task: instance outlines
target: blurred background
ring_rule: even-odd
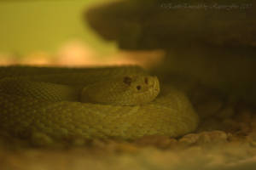
[[[113,0],[0,1],[0,65],[150,65],[144,57],[163,52],[132,54],[101,37],[84,20],[94,6]],[[145,62],[147,62],[145,64]]]

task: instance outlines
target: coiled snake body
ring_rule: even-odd
[[[0,130],[61,139],[177,137],[198,124],[187,97],[134,66],[0,67]]]

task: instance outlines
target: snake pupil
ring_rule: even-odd
[[[125,84],[131,85],[131,78],[130,76],[125,76],[124,81]]]
[[[148,79],[146,77],[145,78],[145,83],[148,84]]]

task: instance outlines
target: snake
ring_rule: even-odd
[[[175,138],[199,123],[184,93],[133,65],[2,66],[0,108],[0,131],[21,139]]]

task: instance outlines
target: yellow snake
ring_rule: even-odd
[[[0,67],[0,130],[21,138],[177,137],[198,124],[182,92],[137,66]]]

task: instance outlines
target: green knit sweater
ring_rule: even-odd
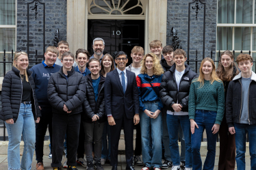
[[[223,83],[209,81],[204,81],[204,85],[199,88],[200,83],[193,81],[190,85],[188,101],[188,115],[194,119],[196,109],[217,111],[215,124],[220,124],[225,109],[225,93]]]

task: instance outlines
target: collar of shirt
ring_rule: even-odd
[[[53,66],[49,66],[48,65],[47,65],[47,64],[44,63],[44,61],[45,61],[45,60],[44,60],[44,61],[42,61],[42,64],[44,65],[44,68],[46,68],[46,67],[49,67],[49,68],[53,67],[53,68],[54,68],[54,66],[55,66],[55,63],[53,63]]]

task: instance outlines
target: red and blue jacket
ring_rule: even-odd
[[[159,91],[160,91],[159,87],[162,76],[163,74],[161,76],[153,75],[152,78],[151,78],[146,74],[140,74],[137,76],[136,81],[139,93],[140,109],[142,111],[144,111],[146,109],[146,107],[143,104],[144,102],[157,101],[158,109],[161,111],[163,108],[163,103],[161,102],[159,97]],[[153,89],[149,81],[151,82],[155,91],[157,94],[156,94],[154,89]]]

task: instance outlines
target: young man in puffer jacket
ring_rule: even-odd
[[[107,115],[105,113],[105,77],[99,74],[101,64],[99,59],[92,58],[88,62],[90,74],[86,76],[86,95],[84,102],[82,122],[85,132],[85,151],[87,169],[94,170],[92,142],[94,142],[94,167],[103,170],[101,164],[102,133]]]

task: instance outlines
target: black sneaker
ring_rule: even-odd
[[[102,167],[101,161],[95,161],[94,167],[96,170],[104,170],[104,169]]]
[[[181,167],[183,169],[185,169],[185,161],[181,161]]]
[[[168,169],[168,167],[172,167],[172,162],[170,162],[169,160],[164,160],[164,162],[162,165],[161,168],[162,169]]]
[[[92,162],[87,161],[87,170],[94,170]]]
[[[140,158],[140,156],[134,156],[133,159],[134,165],[136,165],[137,166],[143,166],[143,162]]]
[[[68,170],[78,170],[75,166],[68,166]]]

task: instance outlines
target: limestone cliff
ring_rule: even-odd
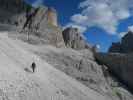
[[[91,46],[85,41],[77,28],[68,27],[62,32],[65,45],[73,49],[90,49]]]
[[[0,0],[0,22],[4,29],[18,31],[27,35],[27,41],[33,43],[32,36],[38,37],[40,42],[35,44],[51,44],[64,46],[62,29],[57,23],[57,12],[53,8],[40,6],[33,8],[23,0]],[[7,17],[7,18],[6,18]]]

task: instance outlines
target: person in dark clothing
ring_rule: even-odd
[[[36,68],[36,63],[35,62],[32,63],[31,68],[32,68],[32,72],[34,73],[35,72],[35,68]]]

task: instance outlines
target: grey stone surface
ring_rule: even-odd
[[[133,54],[96,53],[95,56],[101,64],[107,65],[111,72],[133,90]]]
[[[65,45],[73,49],[90,48],[77,28],[68,27],[62,32]]]

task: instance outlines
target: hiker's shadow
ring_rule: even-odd
[[[29,72],[29,73],[33,73],[30,69],[28,69],[28,68],[25,68],[24,69],[26,72]]]

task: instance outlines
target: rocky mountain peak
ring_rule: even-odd
[[[87,49],[90,48],[89,44],[85,41],[82,34],[77,28],[68,27],[63,32],[63,39],[67,47],[73,49]]]

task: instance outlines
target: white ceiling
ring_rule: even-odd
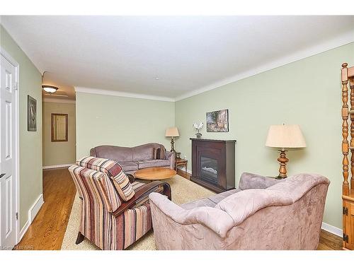
[[[354,16],[2,16],[1,23],[57,82],[172,99],[354,41]]]

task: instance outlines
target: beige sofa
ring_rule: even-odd
[[[329,183],[314,174],[244,173],[239,189],[181,206],[152,193],[157,248],[316,249]]]
[[[163,145],[155,143],[135,147],[99,146],[91,149],[90,155],[117,161],[124,172],[130,175],[147,167],[165,167],[174,169],[176,153],[165,151],[163,159],[152,159],[154,148],[165,148]]]

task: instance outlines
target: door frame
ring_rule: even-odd
[[[20,238],[20,64],[12,57],[0,46],[0,56],[3,56],[10,64],[15,67],[16,83],[15,83],[15,101],[16,104],[16,115],[15,115],[15,179],[16,184],[16,212],[18,213],[18,218],[16,219],[16,244],[18,244],[21,238]]]

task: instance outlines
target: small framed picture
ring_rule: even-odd
[[[28,95],[27,130],[37,131],[37,100]]]
[[[207,131],[229,131],[229,110],[207,112]]]

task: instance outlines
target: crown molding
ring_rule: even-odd
[[[141,98],[144,100],[151,100],[169,101],[169,102],[175,101],[175,100],[172,98],[159,97],[159,96],[144,95],[144,94],[130,93],[121,91],[106,90],[103,89],[83,88],[79,86],[75,86],[74,88],[75,88],[75,92],[81,92],[90,94],[98,94],[98,95],[113,95],[116,97]]]
[[[42,98],[42,102],[52,102],[52,103],[66,103],[66,104],[75,104],[76,101],[73,100],[64,100],[60,98]]]
[[[175,101],[182,100],[185,98],[190,98],[193,95],[200,94],[206,91],[212,90],[222,86],[228,85],[231,83],[234,83],[239,80],[244,79],[248,77],[255,76],[256,74],[273,69],[275,68],[282,66],[286,64],[289,64],[290,63],[299,61],[303,59],[329,51],[330,49],[338,48],[341,46],[346,45],[352,42],[354,42],[354,30],[343,34],[332,40],[321,42],[321,44],[319,44],[317,45],[304,49],[299,52],[292,53],[288,56],[272,61],[268,64],[255,67],[254,69],[252,69],[251,70],[245,71],[231,78],[223,79],[211,85],[195,89],[190,92],[188,92],[179,97],[176,97],[175,98]]]

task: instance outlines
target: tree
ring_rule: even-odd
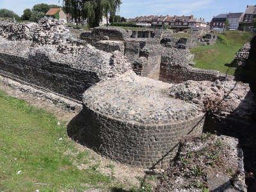
[[[115,15],[121,3],[121,0],[63,0],[65,11],[76,22],[87,19],[91,28],[99,26],[102,16],[108,19],[109,15]]]
[[[226,30],[228,30],[228,28],[229,28],[228,19],[227,19],[226,21],[225,22],[225,28]]]
[[[253,19],[253,28],[256,28],[256,17]]]
[[[32,12],[31,15],[29,17],[29,20],[37,22],[38,20],[44,17],[45,13],[40,12]]]
[[[29,20],[31,14],[32,12],[30,9],[26,9],[23,11],[23,15],[21,16],[21,19],[23,20]]]
[[[61,8],[61,6],[56,4],[48,4],[45,3],[37,4],[34,5],[32,8],[32,12],[42,12],[45,14],[49,10],[52,8]]]
[[[20,20],[20,18],[18,15],[17,15],[13,11],[6,9],[0,10],[0,17],[15,18],[17,20]]]

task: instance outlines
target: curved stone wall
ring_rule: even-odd
[[[86,144],[120,162],[144,168],[166,166],[182,138],[202,134],[204,114],[179,122],[140,124],[116,119],[84,106]]]
[[[83,128],[76,135],[114,160],[168,165],[180,140],[202,134],[205,119],[196,105],[170,97],[172,86],[131,72],[97,83],[83,94]]]

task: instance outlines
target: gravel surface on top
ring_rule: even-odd
[[[206,100],[215,100],[222,106],[221,112],[223,114],[232,113],[246,118],[253,114],[255,108],[249,84],[235,81],[188,81],[171,87],[170,95],[194,103],[204,109]]]
[[[170,98],[170,86],[129,72],[89,88],[83,100],[102,114],[144,124],[182,122],[202,114],[195,105]]]

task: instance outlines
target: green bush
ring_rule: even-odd
[[[136,28],[138,26],[132,22],[113,22],[111,24],[112,26],[118,27],[129,27],[129,28]]]
[[[20,18],[14,13],[13,11],[6,10],[6,9],[1,9],[0,10],[0,17],[6,17],[6,18],[15,18],[16,20],[20,20]]]
[[[32,12],[31,16],[30,16],[29,20],[33,22],[37,22],[38,20],[44,17],[43,12]]]

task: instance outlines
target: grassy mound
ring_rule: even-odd
[[[236,68],[232,62],[236,53],[253,35],[249,32],[230,31],[218,35],[217,43],[211,45],[201,45],[192,49],[195,54],[195,67],[219,70],[228,75],[234,75]]]
[[[1,191],[80,191],[109,186],[110,177],[93,167],[75,166],[86,156],[76,148],[65,126],[52,115],[0,91]]]

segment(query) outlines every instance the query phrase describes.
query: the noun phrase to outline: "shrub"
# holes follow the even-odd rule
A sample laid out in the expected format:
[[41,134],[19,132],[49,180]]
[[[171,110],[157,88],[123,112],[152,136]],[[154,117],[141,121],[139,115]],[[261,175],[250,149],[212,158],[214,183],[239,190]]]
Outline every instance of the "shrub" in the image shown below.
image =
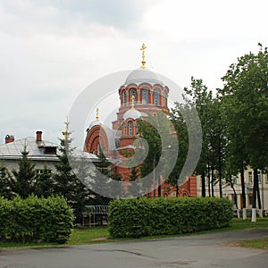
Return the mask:
[[232,203],[225,198],[114,200],[109,207],[112,238],[180,234],[229,226]]
[[72,227],[72,211],[64,198],[13,200],[0,197],[0,240],[2,242],[66,242]]

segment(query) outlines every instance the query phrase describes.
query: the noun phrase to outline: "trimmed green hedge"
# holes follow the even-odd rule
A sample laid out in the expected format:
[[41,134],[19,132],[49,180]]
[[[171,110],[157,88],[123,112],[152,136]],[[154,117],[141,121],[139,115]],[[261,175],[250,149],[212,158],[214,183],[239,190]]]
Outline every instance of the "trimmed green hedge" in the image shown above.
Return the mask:
[[171,235],[230,226],[232,203],[225,198],[140,198],[110,204],[112,238]]
[[63,197],[7,200],[0,197],[1,242],[65,243],[72,221],[72,211]]

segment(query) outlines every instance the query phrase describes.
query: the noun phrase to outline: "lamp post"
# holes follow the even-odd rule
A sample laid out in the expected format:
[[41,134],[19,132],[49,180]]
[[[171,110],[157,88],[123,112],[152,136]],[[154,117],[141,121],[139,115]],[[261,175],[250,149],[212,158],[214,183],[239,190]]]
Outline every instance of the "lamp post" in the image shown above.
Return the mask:
[[[167,149],[170,149],[172,147],[172,146],[168,146]],[[154,183],[154,198],[155,198],[156,197],[156,192],[155,192],[155,158],[156,158],[156,155],[159,153],[162,153],[163,151],[156,151],[154,155],[154,171],[153,171],[153,183]],[[161,197],[161,191],[162,191],[162,187],[161,187],[161,176],[159,176],[158,180],[158,197]]]

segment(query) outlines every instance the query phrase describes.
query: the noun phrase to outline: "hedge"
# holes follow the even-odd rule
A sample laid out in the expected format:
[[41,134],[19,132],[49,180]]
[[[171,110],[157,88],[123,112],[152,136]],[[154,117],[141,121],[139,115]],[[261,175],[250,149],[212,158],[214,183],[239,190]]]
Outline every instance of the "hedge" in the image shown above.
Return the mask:
[[226,198],[117,199],[110,204],[109,231],[112,238],[172,235],[230,226],[231,218]]
[[66,242],[73,214],[61,197],[30,196],[7,200],[0,197],[1,242]]

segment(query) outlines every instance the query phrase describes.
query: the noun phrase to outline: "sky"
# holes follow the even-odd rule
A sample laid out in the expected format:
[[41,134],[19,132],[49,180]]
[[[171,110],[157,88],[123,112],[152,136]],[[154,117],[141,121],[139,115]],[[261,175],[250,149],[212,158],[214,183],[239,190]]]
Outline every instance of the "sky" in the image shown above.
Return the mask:
[[268,46],[267,9],[266,0],[0,0],[0,143],[37,130],[58,143],[84,88],[138,68],[143,43],[147,67],[180,87],[193,76],[222,88],[238,57]]

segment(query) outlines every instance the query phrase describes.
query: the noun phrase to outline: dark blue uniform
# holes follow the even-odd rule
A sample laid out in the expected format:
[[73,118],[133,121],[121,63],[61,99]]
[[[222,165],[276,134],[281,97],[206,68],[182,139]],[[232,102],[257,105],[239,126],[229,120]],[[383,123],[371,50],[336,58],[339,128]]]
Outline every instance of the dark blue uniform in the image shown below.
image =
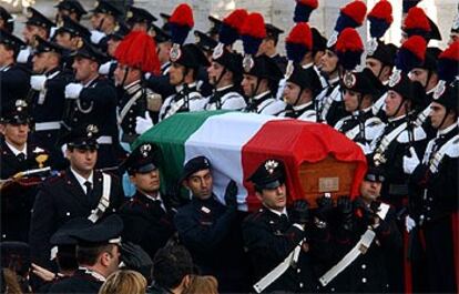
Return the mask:
[[99,156],[96,168],[119,164],[115,144],[119,144],[116,128],[116,91],[106,78],[98,77],[83,88],[79,99],[65,102],[64,123],[74,128],[95,124],[99,128]]
[[[103,216],[115,212],[124,201],[120,181],[111,175],[110,205]],[[93,173],[93,193],[88,197],[74,174],[67,170],[47,180],[33,204],[29,243],[34,262],[47,266],[50,261],[51,235],[69,220],[88,217],[102,196],[102,173]]]
[[[265,207],[245,219],[243,235],[255,273],[254,283],[273,271],[306,237],[306,233],[294,226],[286,216],[282,217]],[[317,285],[312,254],[303,249],[295,268],[289,266],[265,292],[315,292]]]
[[174,221],[201,274],[214,275],[221,292],[247,291],[247,258],[236,210],[226,209],[214,197],[194,197],[177,211]]
[[18,99],[24,100],[30,89],[30,74],[20,65],[0,70],[1,110],[13,109]]
[[34,91],[31,115],[35,122],[35,130],[31,133],[32,142],[44,146],[61,169],[65,168],[65,160],[61,151],[59,135],[64,112],[64,89],[71,81],[72,74],[55,68],[45,74],[45,90]]
[[[39,166],[37,158],[47,155],[41,148],[28,144],[27,158],[16,156],[4,140],[0,141],[0,172],[1,179],[6,180],[16,173],[31,169],[49,166],[50,160],[44,161],[43,166]],[[30,226],[30,211],[37,194],[39,179],[32,182],[9,183],[1,189],[1,241],[28,241]]]
[[141,192],[120,209],[124,230],[122,237],[140,245],[152,258],[175,232],[173,215],[175,210],[163,199],[152,200]]

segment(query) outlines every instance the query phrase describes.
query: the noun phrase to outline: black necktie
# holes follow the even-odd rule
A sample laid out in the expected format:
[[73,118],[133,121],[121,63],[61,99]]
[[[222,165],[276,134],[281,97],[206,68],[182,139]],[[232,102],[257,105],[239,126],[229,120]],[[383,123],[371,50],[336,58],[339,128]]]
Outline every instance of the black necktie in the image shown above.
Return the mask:
[[86,197],[88,200],[92,199],[92,184],[90,181],[84,182],[84,185],[86,186]]
[[22,162],[26,160],[26,154],[24,153],[19,153],[18,155],[16,155],[16,158],[18,159],[19,162]]

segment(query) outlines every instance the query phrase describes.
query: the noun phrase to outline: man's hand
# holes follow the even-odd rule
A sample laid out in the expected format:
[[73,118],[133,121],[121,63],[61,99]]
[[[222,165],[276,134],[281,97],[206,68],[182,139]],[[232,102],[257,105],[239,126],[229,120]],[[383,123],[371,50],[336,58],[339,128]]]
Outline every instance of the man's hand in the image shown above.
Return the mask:
[[225,190],[225,202],[228,209],[237,210],[237,184],[231,180]]

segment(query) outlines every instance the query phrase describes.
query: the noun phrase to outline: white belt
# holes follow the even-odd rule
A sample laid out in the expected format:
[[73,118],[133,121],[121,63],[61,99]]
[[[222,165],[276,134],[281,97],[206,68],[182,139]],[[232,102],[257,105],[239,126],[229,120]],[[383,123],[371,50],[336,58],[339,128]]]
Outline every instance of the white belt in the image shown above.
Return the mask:
[[113,143],[113,140],[111,135],[102,135],[98,138],[98,143],[99,144],[111,144]]
[[59,121],[50,121],[50,122],[35,122],[35,131],[51,131],[51,130],[60,130],[61,122]]

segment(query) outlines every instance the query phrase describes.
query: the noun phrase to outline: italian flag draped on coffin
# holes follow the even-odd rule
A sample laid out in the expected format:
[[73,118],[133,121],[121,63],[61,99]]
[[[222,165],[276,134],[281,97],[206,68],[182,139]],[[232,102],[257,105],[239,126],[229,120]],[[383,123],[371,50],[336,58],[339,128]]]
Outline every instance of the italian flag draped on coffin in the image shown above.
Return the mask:
[[[214,192],[223,202],[230,179],[238,186],[241,210],[258,207],[251,182],[245,181],[266,159],[283,160],[287,172],[289,200],[304,197],[299,168],[332,155],[339,162],[355,164],[350,191],[358,194],[358,185],[366,172],[360,148],[333,128],[254,113],[203,111],[177,113],[150,129],[134,143],[155,143],[162,151],[161,172],[166,179],[164,191],[177,186],[183,165],[190,159],[204,155],[213,166]],[[164,184],[164,181],[163,181]]]

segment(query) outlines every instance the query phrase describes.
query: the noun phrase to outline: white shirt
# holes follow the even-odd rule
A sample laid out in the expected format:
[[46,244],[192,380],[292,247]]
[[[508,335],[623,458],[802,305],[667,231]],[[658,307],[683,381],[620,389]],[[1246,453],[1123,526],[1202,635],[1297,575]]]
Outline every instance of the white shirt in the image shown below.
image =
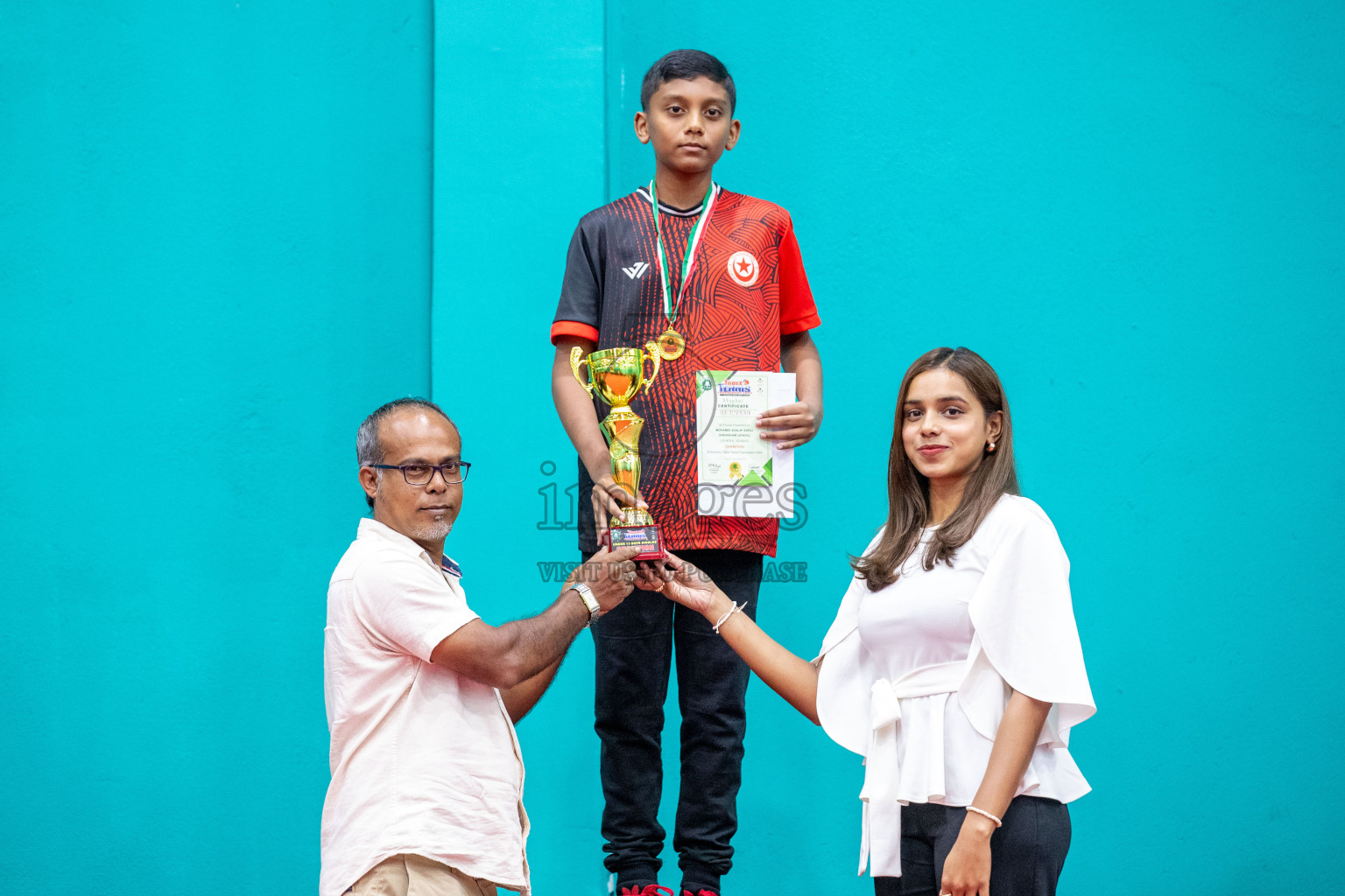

* [EXERCISE] Pull out every line in the rows above that contains the string "coffin", copying each such line in full.

* [OUTPUT FOR THIS EXERCISE]
query: the noun phrase to outline: italian flag draped on coffin
Outline every instance of the italian flag draped on coffin in the image shown above.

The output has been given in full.